Top of DATASET EXCERPTS
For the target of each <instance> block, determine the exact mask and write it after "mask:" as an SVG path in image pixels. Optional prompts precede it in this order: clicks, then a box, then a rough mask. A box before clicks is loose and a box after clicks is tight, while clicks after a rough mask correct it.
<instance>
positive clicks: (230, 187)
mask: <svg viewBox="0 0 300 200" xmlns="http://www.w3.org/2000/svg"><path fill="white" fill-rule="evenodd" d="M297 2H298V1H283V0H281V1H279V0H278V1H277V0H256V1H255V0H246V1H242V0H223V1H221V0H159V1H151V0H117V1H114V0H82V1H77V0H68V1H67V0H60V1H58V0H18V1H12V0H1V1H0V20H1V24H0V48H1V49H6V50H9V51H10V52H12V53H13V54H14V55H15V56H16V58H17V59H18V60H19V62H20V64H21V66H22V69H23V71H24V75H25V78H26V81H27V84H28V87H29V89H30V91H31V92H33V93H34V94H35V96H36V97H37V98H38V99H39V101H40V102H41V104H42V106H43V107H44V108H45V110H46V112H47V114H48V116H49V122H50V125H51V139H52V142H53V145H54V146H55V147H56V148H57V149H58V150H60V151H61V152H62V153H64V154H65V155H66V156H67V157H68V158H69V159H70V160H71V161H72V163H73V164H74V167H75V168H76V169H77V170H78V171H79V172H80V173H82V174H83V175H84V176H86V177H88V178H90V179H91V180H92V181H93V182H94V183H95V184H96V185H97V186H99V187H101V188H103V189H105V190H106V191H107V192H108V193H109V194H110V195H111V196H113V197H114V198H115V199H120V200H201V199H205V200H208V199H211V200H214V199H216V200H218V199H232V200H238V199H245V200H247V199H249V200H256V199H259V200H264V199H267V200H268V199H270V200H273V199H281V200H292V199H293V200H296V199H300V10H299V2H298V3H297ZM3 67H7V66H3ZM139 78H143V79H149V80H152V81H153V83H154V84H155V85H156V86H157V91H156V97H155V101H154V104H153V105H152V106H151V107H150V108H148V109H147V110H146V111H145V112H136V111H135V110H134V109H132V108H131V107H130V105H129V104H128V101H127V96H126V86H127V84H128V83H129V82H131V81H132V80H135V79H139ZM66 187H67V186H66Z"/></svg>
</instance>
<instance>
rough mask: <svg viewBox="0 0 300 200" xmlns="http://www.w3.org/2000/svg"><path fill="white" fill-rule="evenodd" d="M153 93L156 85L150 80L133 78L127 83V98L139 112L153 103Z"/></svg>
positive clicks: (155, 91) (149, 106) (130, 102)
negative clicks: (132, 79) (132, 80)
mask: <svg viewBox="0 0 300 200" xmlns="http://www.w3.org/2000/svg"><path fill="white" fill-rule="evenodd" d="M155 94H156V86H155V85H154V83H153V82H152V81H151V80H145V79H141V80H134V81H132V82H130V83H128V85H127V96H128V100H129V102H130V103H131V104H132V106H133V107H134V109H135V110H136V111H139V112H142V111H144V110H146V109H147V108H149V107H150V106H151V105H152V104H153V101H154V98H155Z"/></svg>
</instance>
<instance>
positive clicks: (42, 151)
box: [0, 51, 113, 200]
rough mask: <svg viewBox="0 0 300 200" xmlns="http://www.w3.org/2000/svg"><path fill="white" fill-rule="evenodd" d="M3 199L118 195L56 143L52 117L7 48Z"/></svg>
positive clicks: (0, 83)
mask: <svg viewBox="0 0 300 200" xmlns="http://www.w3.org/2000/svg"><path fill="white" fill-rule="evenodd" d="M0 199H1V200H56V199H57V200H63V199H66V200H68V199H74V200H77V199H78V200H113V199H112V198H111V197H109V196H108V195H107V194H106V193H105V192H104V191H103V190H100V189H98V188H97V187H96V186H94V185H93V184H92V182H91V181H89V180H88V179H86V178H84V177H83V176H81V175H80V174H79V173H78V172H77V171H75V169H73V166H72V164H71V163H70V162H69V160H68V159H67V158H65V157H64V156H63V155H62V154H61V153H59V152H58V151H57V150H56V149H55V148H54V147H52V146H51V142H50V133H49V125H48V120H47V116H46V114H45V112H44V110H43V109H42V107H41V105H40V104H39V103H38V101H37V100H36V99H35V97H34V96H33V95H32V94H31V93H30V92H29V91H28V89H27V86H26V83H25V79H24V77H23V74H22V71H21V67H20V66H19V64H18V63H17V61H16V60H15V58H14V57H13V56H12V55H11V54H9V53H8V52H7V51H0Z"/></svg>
Bottom of DATASET EXCERPTS
## EXERCISE DIRECTIONS
Your answer must be every record above, set down exactly as written.

## SOLUTION TO THE PROBLEM
For the target of each <instance> block, determine the exact mask and write it after "mask:" as an SVG path in image pixels. Optional prompts precede it in this order: clicks, then a box, then a rough mask. A box before clicks is loose and a box after clicks is tight, while clicks after a rough mask correct it.
<instance>
positive clicks: (230, 187)
mask: <svg viewBox="0 0 300 200" xmlns="http://www.w3.org/2000/svg"><path fill="white" fill-rule="evenodd" d="M297 2H298V1H283V0H281V1H279V0H278V1H277V0H256V1H255V0H246V1H242V0H223V1H221V0H159V1H151V0H117V1H114V0H82V1H77V0H68V1H67V0H60V1H58V0H18V1H12V0H1V1H0V20H1V24H0V48H1V49H6V50H9V51H10V52H12V53H13V54H14V55H15V56H16V58H17V59H18V60H19V62H20V64H21V66H22V69H23V71H24V75H25V78H26V81H27V84H28V87H29V89H30V91H31V92H33V93H34V94H35V96H36V97H37V98H38V99H39V101H40V102H41V104H42V106H43V107H44V108H45V110H46V112H47V114H48V116H49V122H50V125H51V139H52V142H53V145H54V146H55V147H56V148H57V149H58V150H60V151H61V152H62V153H64V154H65V155H66V156H67V157H68V158H69V159H70V160H71V161H72V163H73V164H74V167H75V168H76V169H77V170H78V171H79V172H80V173H82V174H83V175H84V176H86V177H88V178H90V179H91V180H92V181H93V182H94V183H95V184H96V185H97V186H99V187H101V188H103V189H105V190H106V191H107V192H108V193H109V194H110V195H111V196H113V197H114V198H115V199H120V200H201V199H205V200H208V199H211V200H214V199H216V200H218V199H232V200H238V199H245V200H247V199H249V200H256V199H259V200H264V199H267V200H268V199H270V200H273V199H281V200H292V199H293V200H296V199H300V10H299V2H298V3H297ZM3 67H7V66H3ZM139 78H143V79H149V80H152V81H153V83H154V84H155V85H156V86H157V91H156V97H155V101H154V104H153V105H152V106H151V107H150V108H148V109H147V110H146V111H145V112H136V111H135V110H134V109H132V108H131V107H130V105H129V104H128V101H127V96H126V86H127V84H128V83H129V82H131V81H132V80H135V79H139ZM66 187H67V186H66Z"/></svg>
</instance>
<instance>
rough mask: <svg viewBox="0 0 300 200" xmlns="http://www.w3.org/2000/svg"><path fill="white" fill-rule="evenodd" d="M153 93L156 85L150 80L133 78L127 83V98L139 112L153 103Z"/></svg>
positive clicks: (155, 91) (149, 106) (130, 102)
negative clicks: (132, 79) (132, 80)
mask: <svg viewBox="0 0 300 200" xmlns="http://www.w3.org/2000/svg"><path fill="white" fill-rule="evenodd" d="M155 94H156V86H155V85H154V83H153V82H152V81H151V80H145V79H141V80H134V81H132V82H130V83H128V85H127V96H128V100H129V102H130V103H131V104H132V106H133V107H134V109H135V110H136V111H139V112H142V111H144V110H146V109H147V108H149V107H150V106H151V105H152V104H153V101H154V98H155Z"/></svg>
</instance>
<instance>
positive clicks: (42, 151)
box: [0, 51, 113, 200]
rough mask: <svg viewBox="0 0 300 200" xmlns="http://www.w3.org/2000/svg"><path fill="white" fill-rule="evenodd" d="M3 199L118 195L56 143L52 117L7 48Z"/></svg>
positive clicks: (0, 83)
mask: <svg viewBox="0 0 300 200" xmlns="http://www.w3.org/2000/svg"><path fill="white" fill-rule="evenodd" d="M0 199H1V200H56V199H57V200H63V199H66V200H68V199H74V200H77V199H78V200H113V199H112V198H111V197H109V196H108V195H107V194H106V193H105V192H104V191H103V190H100V189H98V188H97V187H96V186H94V185H93V184H92V182H91V181H89V180H88V179H86V178H84V177H83V176H81V175H80V174H79V173H78V172H77V171H75V169H73V166H72V164H71V163H70V162H69V160H68V159H67V158H65V157H64V156H63V155H62V154H61V153H59V152H58V151H57V150H56V149H55V148H54V147H52V146H51V142H50V133H49V125H48V120H47V116H46V114H45V112H44V110H43V109H42V107H41V105H40V104H39V103H38V101H37V100H36V99H35V97H34V96H33V95H32V94H31V93H30V92H29V91H28V89H27V86H26V83H25V79H24V77H23V74H22V71H21V67H20V66H19V64H18V63H17V61H16V60H15V58H14V57H13V56H12V55H11V54H9V53H8V52H7V51H0Z"/></svg>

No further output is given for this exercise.